** begin Extract to read **

Editor's note: This story was originally published in 2015.

Two years ago, the Revis family moved smack-dab into the middle of Tucson’s Winterhaven neighborhood. It was the end of November.

“I was really hesitant to move here, especially right in the middle,” said Kristen Revis, 41, who remembers visiting Winterhaven during the holidays as a girl.

The location of their 1950s-era home puts them at the heart of the Winterhaven Festival of Lights, which will celebrate its 66th year when it starts Dec. 12 and runs through Dec. 26.

Not only does most of Tucson stroll past their home each December, but visitors congregate in front of their house, where vendors sell hot drinks and kettle corn.

The first year, the family just strung up some lights and called it good. But last year they adopted a theme — “National Lampoon’s Christmas Vacation.”

Much to the delight of Rich Revis, visitors took photos of their decorations.

“We have watched ‘Christmas Vacation’ since our kids were small, and we watched it when we were kids ... so our house is ‘Christmas Vacation,’ ” said Revis, 42.

Putting up the decorations last year took them a few mornings, and in future years the family of four plans to expand their display. This year, they are adding more lights, and a blow mold Santa sleigh, complete with reindeer.

“We have Cousin Eddie out front holding the hose in his bath robe and his hat, so we have a mannequin out there and a burnt Christmas tree sitting out front with all the ornaments on it,” Rich said.

To create the electrocuted cat from the movie, they took (with the owner’s consent, of course) long white hair from a neighbor’s dog to make the outline of a cat on a rug, said Annika Revis, 13. They also painted a golf cart to look like the Griswold family’s Truckster station wagon.

The Revis family stores their decorations in several sheds in their backyard. Neighbors with years worth of decor often use off-site storage.

“We have found it’s more fun to just embrace it,” Kristen said.

The family moved from a Foothills-area home to Winterhaven to join friends who already lived in the neighborhood. Their previous home had a five-car garage and vaulted ceilings. In moving, they down-sized about 1,000 square feet and lost a guest house and garage, Rich said.

** end Extract to read **
** begin Data block **

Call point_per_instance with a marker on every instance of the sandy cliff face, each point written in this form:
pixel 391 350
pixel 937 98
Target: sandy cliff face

** end Data block **

### Your tasks
**A)** From the Winterhaven story, reproduce the passage starting at "Editor's note: This" and ending at "holidays as a girl.".
**B)** According to the Winterhaven story, what did the Revis family paint their golf cart to resemble?

### Results in order
**A)**
Editor's note: This story was originally published in 2015.

Two years ago, the Revis family moved smack-dab into the middle of Tucson’s Winterhaven neighborhood. It was the end of November.

“I was really hesitant to move here, especially right in the middle,” said Kristen Revis, 41, who remembers visiting Winterhaven during the holidays as a girl.

**B)** The Griswold family's Truckster station wagon.